**SOURCE PASSAGE**
>> Begin

The Association of Black Women Historians (ABWH) criticizes The Help, claiming that “Despite efforts to market the book and the film as a progressive story of triumph over racial injustice, The Help distorts, ignores, and trivializes the experiences of black domestic workers. We are specifically concerned about the representations of black life and the lack of attention given to sexual harassment and civil rights activism.”
There is a response to this criticism of The Help here, but before you read it, what is your response to the ABWH’s open letter?
As a white woman, I wondered throughout the story what African American women were thinking as they read it. I would love to have a more diverse group of readers chiming in here. I have no doubt that different people will respond differently to the story, and plenty will resent and take offense at part or all of it. I can imagine white southern women resenting how shallow and mean their counterparts in the story are drawn. Everyone, of course, is entitled to an opinion.
As a writer, though, I think the criticism is weak. I think it expects too much of a single story. It seems to be asking that the story include a more complete portrayal of the life and times of black women in the service of whites in the 1960s and claiming that anything less is a disservice to those women.
If the book were claiming to be an exhaustive nonfiction portrayal of the people and subject, I would have to agree. But it’s not. It’s a work of fiction exploring and illuminating a small part of a time, a place, a situation, and people that have been explored many times before and will continue to be explored, from many perspectives.
People are complex. Personally, I think it’s impossible to fully understand all the factors that contribute to feelings and actions and situations. I certainly don’t expect a story to acknowledge or address them all. I’m not sure I’d want to read a story laden with such a burden. What a heavy, dense, and slow story that would be.
If a failure to include every contributing factor is reason to condemn a story, then every story ever written must be condemned.
I can see where omitting a factor can be problematic and worthy of criticism, but it would have to be an ever-present, highly-influential factor that is blatantly ignored, like ignoring the long hours of daylight when telling the story of a giant cabbage grown in Alaska. Sexual harassment of black female servants is certainly a highly-influential factor, but was it ever-present? Did every black female servant experience it? I don’t know, but I doubt it. I think it’s fair to show Aibileen and Minny as two women in service who were not sexually harassed by white men. I don’t think we get to know any of the others well enough to know if they were or weren’t. I would assume some were. In fact, when the story of Constantine’s fair-skinned daughter came up, I expected to learn that she was Skeeter’s half-sister. The story didn’t go that way, but it could have.
Or maybe this is precisely what Stockett wants us to think. Maybe that’s the background story, but it is never addressed directly because Mrs. Phelan refuses to acknowledge it. Maybe her dismissal of Constantine and her daughter is a ruse covering up an even more embarrassing situation. Hey, readers bring their own perspectives and imaginations to a story.

>> End

**REQUEST A**
Please substitute "center" for "innermost point" in the entries from the line with "the green grass" to the line with "[[587, 289]]", changing nothing else, and return only those lines.
The commentary on The Help and the entries that follow it have no connection to each other.

**RECORDS**
>> Begin

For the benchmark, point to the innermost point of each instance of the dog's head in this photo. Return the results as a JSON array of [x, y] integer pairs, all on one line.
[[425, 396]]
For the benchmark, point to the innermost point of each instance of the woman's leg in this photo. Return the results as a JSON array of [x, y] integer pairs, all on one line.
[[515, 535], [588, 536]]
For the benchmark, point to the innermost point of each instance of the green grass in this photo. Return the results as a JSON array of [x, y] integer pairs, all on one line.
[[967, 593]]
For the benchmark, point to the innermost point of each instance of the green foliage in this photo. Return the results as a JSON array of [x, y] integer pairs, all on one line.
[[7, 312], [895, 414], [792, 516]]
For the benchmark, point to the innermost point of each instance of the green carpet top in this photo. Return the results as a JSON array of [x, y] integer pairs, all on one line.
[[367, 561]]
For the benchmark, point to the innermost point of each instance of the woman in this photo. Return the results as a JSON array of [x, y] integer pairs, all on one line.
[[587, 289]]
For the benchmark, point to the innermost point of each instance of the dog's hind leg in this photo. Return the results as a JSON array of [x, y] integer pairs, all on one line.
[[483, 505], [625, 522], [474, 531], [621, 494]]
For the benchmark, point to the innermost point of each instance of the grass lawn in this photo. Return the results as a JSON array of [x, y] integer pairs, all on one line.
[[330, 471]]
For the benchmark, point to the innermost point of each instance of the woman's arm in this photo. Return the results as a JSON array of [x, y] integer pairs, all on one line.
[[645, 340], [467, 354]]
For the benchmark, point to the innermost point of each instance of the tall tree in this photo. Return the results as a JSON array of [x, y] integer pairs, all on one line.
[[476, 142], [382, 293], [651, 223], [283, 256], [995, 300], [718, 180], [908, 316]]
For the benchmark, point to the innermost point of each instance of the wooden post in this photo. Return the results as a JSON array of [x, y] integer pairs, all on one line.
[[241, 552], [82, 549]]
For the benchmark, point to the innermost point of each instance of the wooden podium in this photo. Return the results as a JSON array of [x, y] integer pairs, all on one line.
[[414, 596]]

>> End

**REQUEST B**
Answer these questions about the commentary on The Help:
(i) Which two subjects does the ABWH say were given a lack of attention?
(ii) In the writer's comparison, where is the giant cabbage grown?
(iii) Which two women does the writer consider it fair to show as not sexually harassed by white men?

**WRITTEN SOLUTION A**
For the benchmark, point to the center of each instance of the green grass in this photo. Return the results as a JSON array of [x, y] integer pairs, all on one line.
[[967, 593]]
For the benchmark, point to the center of each instance of the green foliage in this photo. Return the results as a JSON array of [x, y] integer pairs, all on one line.
[[7, 312], [895, 414], [792, 516]]
For the benchmark, point to the center of each instance of the green carpet top in this photo. Return the results as a JSON array of [x, y] integer pairs, all on one line.
[[367, 561]]
For the benchmark, point to the center of each instance of the woman in this photo. Return the results as a JSON array of [x, y] integer pairs, all on one line.
[[587, 289]]

**WRITTEN SOLUTION B**
(i) Sexual harassment and civil rights activism.
(ii) Alaska.
(iii) Aibileen and Minny.